↓↓↓
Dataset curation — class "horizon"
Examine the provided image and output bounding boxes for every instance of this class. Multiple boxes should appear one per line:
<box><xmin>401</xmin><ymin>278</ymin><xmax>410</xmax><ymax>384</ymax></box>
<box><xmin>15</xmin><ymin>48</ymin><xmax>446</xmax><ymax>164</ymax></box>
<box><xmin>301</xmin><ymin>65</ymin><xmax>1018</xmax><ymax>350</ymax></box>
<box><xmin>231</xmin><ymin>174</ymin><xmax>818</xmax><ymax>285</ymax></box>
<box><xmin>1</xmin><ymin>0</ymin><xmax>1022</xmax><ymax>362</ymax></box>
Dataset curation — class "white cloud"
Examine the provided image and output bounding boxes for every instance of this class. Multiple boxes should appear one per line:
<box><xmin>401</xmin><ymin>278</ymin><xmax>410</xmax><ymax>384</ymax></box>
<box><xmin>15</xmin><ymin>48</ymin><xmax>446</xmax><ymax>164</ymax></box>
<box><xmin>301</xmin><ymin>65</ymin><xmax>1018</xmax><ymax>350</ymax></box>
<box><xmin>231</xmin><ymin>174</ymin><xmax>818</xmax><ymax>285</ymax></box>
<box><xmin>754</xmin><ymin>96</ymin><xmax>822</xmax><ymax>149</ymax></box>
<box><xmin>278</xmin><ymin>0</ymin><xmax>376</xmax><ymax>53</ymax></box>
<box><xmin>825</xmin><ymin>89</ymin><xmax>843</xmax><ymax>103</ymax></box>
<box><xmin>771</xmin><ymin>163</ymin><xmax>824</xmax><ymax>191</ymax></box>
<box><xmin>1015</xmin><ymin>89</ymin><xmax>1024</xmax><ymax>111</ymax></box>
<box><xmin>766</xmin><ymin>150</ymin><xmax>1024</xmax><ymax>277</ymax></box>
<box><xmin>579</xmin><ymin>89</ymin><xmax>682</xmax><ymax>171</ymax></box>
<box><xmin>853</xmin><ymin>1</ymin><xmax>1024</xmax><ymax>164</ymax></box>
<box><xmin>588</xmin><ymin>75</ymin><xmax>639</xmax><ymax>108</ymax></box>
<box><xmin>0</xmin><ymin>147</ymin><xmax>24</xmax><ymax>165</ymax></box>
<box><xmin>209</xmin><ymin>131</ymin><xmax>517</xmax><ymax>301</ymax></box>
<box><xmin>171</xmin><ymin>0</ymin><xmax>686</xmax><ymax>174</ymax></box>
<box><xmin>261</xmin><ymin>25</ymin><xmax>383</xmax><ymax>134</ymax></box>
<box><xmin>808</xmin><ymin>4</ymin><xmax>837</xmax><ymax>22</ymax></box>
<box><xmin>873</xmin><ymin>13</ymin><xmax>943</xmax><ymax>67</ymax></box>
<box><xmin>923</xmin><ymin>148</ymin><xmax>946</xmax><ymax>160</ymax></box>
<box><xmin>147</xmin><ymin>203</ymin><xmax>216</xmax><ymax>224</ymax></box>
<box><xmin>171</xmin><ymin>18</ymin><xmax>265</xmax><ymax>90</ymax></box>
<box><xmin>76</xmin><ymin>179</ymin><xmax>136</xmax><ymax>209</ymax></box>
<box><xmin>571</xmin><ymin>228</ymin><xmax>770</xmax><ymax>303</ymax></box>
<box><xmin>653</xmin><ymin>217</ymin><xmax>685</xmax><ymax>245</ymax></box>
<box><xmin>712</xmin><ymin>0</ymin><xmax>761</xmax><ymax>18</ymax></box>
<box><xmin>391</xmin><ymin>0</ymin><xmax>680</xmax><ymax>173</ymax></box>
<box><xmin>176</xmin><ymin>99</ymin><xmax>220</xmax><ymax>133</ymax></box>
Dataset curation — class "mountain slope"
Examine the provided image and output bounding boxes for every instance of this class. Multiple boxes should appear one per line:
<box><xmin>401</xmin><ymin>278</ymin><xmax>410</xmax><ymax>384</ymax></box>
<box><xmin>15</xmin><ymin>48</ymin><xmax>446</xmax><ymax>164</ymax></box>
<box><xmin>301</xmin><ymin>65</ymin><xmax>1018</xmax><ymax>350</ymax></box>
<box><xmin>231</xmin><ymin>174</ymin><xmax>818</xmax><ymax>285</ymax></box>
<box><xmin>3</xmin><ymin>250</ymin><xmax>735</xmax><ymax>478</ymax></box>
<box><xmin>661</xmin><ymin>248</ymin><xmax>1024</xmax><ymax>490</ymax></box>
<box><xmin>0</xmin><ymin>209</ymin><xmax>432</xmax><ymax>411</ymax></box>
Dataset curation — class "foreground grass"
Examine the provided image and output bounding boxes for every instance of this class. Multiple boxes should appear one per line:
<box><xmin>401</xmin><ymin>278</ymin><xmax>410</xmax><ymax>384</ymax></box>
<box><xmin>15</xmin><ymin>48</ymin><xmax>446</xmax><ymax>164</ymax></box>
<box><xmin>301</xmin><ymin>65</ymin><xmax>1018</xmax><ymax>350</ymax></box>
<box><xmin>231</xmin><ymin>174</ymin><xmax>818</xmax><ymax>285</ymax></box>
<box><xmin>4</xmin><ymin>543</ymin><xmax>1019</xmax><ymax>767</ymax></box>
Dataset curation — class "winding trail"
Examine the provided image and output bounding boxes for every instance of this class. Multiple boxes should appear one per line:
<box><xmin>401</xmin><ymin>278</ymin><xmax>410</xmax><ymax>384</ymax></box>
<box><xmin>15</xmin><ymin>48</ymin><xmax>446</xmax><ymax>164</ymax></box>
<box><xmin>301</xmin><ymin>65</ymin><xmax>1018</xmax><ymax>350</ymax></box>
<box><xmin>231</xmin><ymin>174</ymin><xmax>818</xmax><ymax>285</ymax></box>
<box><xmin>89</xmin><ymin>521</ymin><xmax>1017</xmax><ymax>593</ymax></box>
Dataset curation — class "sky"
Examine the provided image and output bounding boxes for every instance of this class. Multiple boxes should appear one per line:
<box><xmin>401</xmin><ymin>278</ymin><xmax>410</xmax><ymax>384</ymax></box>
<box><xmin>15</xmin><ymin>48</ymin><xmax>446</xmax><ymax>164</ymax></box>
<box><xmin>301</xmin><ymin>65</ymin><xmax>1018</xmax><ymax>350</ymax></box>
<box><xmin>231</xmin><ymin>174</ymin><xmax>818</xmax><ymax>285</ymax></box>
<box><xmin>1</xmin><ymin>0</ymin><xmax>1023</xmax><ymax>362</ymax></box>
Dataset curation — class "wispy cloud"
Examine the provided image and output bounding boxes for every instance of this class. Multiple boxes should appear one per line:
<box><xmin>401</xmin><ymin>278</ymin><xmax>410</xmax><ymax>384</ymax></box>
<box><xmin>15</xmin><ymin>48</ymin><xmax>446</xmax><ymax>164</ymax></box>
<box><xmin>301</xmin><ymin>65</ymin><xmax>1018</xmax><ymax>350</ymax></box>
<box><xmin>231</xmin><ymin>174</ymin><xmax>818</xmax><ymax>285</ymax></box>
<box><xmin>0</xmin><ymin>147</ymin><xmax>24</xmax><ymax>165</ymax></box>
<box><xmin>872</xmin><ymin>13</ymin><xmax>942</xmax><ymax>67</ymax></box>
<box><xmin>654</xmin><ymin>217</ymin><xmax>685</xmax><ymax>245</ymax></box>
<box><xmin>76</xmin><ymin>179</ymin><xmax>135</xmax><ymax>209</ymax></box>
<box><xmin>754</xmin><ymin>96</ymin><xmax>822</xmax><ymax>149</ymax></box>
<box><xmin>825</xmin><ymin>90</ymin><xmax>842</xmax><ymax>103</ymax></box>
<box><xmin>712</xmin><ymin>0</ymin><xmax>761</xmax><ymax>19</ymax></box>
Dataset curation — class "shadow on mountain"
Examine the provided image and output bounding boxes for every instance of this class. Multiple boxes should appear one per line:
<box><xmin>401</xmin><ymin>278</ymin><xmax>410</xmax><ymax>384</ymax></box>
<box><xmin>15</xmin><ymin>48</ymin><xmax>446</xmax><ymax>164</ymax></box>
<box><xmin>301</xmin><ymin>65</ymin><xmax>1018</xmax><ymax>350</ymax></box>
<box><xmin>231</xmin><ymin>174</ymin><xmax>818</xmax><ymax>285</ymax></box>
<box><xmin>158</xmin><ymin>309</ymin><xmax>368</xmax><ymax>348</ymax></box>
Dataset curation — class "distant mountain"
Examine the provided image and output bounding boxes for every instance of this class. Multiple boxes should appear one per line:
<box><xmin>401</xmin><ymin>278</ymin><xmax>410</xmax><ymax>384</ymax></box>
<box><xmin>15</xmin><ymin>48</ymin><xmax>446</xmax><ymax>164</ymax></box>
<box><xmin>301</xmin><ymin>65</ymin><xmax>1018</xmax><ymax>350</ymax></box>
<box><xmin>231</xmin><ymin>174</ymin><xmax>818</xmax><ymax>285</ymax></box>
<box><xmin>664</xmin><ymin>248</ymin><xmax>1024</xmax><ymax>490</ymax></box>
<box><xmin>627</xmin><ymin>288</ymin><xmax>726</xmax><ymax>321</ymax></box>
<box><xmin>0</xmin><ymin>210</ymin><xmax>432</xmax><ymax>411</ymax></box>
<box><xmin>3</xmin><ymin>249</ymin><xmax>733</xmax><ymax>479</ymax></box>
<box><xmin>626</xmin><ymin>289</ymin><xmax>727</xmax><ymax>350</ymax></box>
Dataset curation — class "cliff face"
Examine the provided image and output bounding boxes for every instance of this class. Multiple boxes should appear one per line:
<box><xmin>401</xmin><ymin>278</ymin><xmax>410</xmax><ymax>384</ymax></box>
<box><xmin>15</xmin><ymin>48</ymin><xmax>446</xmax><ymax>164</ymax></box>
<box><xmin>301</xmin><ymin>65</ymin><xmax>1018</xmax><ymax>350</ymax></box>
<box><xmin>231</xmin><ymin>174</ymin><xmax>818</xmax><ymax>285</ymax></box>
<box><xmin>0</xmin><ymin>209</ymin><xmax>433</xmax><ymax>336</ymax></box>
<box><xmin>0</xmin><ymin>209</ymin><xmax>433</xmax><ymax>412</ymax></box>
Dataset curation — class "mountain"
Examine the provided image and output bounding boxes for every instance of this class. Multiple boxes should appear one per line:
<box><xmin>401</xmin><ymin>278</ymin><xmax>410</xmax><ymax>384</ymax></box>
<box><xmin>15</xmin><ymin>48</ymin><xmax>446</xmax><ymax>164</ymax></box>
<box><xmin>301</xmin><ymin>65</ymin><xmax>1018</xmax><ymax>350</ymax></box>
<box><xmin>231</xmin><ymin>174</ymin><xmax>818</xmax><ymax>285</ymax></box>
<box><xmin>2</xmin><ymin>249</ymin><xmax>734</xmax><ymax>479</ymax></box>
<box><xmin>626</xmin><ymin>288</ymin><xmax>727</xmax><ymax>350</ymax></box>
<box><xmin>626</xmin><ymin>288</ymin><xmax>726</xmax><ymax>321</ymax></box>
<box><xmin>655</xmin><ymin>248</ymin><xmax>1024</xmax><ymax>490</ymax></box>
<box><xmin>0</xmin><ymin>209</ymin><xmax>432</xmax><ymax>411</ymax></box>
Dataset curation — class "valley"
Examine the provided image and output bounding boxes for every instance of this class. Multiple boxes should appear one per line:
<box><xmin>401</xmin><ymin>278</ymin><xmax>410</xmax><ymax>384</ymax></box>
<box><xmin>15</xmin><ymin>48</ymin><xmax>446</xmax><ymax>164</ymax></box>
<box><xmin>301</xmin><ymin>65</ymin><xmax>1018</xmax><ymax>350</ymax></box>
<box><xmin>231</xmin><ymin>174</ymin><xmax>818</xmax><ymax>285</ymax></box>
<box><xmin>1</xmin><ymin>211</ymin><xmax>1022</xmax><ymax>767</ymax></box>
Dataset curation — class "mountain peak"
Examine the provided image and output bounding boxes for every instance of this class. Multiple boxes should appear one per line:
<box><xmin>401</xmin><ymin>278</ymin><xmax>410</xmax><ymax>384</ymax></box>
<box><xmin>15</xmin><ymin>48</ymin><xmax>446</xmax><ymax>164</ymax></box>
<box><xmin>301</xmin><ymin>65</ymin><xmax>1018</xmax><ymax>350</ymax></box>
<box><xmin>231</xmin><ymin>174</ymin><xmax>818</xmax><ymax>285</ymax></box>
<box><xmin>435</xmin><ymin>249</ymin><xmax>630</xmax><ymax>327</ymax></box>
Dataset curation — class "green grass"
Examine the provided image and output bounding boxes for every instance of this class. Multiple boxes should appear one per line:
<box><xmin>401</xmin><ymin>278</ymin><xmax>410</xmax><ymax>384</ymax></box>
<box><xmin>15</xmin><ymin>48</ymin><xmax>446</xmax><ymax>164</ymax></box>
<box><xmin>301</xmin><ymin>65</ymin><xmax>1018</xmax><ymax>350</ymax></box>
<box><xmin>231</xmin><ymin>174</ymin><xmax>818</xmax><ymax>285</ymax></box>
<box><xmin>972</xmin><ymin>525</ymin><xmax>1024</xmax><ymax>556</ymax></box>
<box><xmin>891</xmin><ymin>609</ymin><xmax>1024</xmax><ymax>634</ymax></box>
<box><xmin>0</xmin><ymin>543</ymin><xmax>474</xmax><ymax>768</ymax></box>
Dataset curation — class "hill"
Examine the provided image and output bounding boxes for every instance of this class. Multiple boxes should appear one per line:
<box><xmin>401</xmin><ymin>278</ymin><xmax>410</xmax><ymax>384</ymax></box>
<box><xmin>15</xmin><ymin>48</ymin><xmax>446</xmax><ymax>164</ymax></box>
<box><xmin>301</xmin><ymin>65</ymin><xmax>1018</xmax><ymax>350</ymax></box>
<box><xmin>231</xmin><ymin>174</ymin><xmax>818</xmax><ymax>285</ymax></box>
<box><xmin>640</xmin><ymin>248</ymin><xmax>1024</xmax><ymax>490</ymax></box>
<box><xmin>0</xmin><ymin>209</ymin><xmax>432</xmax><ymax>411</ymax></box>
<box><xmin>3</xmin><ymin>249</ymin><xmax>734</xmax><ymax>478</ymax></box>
↑↑↑
* _Problem details_
Copy out all lines above that include the string "mountain".

* _Response_
Dataset curation — class "mountain slope"
Dataset curation — class "shadow on mountain"
Dataset curation — class "distant mountain"
Dataset curation — class "mountain"
Dataset curation — class "mountain peak"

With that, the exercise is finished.